◆ REQUIRED TASK:
Rewrite the entries below as a two-column CSV with the header row entry_text,answer. Give one row per entry, putting its text and its answer each in a single double-quoted field with any line breaks replaced by spaces.

>> Start RAW DATA

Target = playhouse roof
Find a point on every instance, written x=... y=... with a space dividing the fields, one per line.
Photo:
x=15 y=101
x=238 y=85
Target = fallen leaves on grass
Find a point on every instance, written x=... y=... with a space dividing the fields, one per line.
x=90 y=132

>> End RAW DATA

◆ SOLUTION TO THIS EXERCISE:
entry_text,answer
"Target = playhouse roof Find a point on every instance, written x=... y=... with a space dividing the fields, one per line. Photo:","x=15 y=101 x=238 y=85"
"Target = fallen leaves on grass Find a point on every instance, written x=... y=... with a space dividing the fields, one per line.","x=90 y=132"